Search the listing below for the word "foot", and copy every line in which it turns up.

──────── Material for the task ────────

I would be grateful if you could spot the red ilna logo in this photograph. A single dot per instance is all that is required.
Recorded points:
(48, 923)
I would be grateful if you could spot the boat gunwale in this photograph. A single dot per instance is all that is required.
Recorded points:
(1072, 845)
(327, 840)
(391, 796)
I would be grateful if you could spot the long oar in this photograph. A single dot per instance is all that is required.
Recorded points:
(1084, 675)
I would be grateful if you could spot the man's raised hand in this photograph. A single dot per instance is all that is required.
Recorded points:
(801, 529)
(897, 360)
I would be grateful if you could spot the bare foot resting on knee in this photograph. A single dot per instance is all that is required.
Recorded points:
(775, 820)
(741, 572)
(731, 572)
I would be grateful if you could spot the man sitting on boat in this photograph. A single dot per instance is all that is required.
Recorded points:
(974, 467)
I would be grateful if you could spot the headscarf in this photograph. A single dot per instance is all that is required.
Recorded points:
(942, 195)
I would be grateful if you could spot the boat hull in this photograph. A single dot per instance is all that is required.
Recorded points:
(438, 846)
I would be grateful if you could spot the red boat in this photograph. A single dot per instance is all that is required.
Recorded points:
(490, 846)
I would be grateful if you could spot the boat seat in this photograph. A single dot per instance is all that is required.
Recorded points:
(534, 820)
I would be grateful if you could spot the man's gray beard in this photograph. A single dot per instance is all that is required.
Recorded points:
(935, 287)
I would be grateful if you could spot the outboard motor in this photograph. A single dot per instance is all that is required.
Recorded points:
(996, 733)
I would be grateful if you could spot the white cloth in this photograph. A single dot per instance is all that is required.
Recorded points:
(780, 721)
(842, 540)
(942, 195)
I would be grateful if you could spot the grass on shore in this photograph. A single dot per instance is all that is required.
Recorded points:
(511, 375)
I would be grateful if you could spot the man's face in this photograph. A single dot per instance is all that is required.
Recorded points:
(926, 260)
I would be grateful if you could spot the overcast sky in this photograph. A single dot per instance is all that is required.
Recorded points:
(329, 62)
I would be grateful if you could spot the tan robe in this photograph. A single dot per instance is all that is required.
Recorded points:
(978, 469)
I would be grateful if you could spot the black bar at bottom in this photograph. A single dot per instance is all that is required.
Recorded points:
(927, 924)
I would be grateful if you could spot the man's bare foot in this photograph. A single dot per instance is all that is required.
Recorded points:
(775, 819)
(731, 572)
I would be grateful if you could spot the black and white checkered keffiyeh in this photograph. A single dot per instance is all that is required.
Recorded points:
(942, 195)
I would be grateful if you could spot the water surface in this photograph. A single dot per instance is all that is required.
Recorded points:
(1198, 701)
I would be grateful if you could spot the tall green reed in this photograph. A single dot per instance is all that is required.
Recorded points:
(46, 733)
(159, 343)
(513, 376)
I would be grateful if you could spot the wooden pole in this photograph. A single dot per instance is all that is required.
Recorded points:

────────

→ **Response**:
I would be grateful if you could spot the bare foot resting on knee in this photograph. A single dot per instance is all that is required.
I would be grateful if you could spot the man's bare foot in this photograph. A single dot per instance is all that is required.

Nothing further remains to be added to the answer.